**SOURCE TEXT**
Posts tagged drosophila
Our first Drosophila paper is now out

Our efforts to establish a proof-of-principle for an ongoing experimental evolution project, led by Tyler Douglas, are now published in Biology Letters! Below, I update our initial Twitter thread on the paper.

Previous studies show that genetic variation exists for nicotine resistance in founding strains of the Drosophila Synthetic Resource Panel (DSPR; Marriage et al. 2014). In our study, we focused on two strains of the DSPR, A4 and A3. A4 has two duplicated cytochrome p450 genes that are constitutively expressed at higher levels than A3. These genes are likely to be in part responsible for breaking down nicotine (Chakraborty et al. 2019). A3 (not A4) has a mutation that disrupts the reading frame of a UGT (an enzyme that can modify nicotine), reducing nicotine resistance (Highfill et al. 2017). The role of this mutation in nicotine resistance was validated using CRISPR (Macdonald & Highfill 2020). Given these data showing that A4 are more resistant than A3 to nicotine, we asked whether A4 could consume enough nicotine to receive a survival benefit against the endoparasitoid wasp Leptopilina heterotoma, which lays its eggs inside fly larvae. Nicotine can potentially permeate the fly gut and enter hemolymph to affect wasp development. The wasps are able to prevent fly larvae from encapsulating the egg (a normal anti-parasite response), so the wasp eggs should be exposed to nicotine in the surrounding hemolymph.

In the first experiment, we parasitized A3 and A4 larvae, placed them on nicotine-laced media, and counted the number of adults emerging alive. Compared to survival on control media, parasitized A4 flies actually had increased survival when fed nicotine (panel a, solid purple line, below). In both fly strains, wasps developing in nicotine-fed flies had much worse survival (panel b).

We then wanted to know whether the flies contained nicotine so we conducted another experiment feeding A3 and A4 flies then collecting and rinsing flies before sending them off to GCMS for nicotine quantification. We estimated that A4 pupae (purple) contained up to 40ng each (panel d) as pupae. We also observed that both fly strains carried nicotine over into adulthood! This is also a pattern that was seen by Karageorgi and colleagues (2019) when "monarch" flies were fed the cardiotoxin ouabain. It’s possible that passive accumulation during larval stages could provide adults a fitness advantage against parasites or predators too. In this experiment, we noted that A4 accrued more nicotine than A3 in the 24hr period after they were first placed on nicotine media (panel d, asterisks). We were surprised by this pattern because given the known metabolic efficiency of A4 we expected the opposite.

**STORED DATA**
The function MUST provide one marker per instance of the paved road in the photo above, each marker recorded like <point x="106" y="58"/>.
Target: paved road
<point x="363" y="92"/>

**YOUR OBJECTIVE**
From the blog post about the Drosophila nicotine paper, extract the passage starting with "Our efforts to" and going on through "on the paper.".

**YOUR SOLUTION**
Our efforts to establish a proof-of-principle for an ongoing experimental evolution project, led by Tyler Douglas, are now published in Biology Letters! Below, I update our initial Twitter thread on the paper.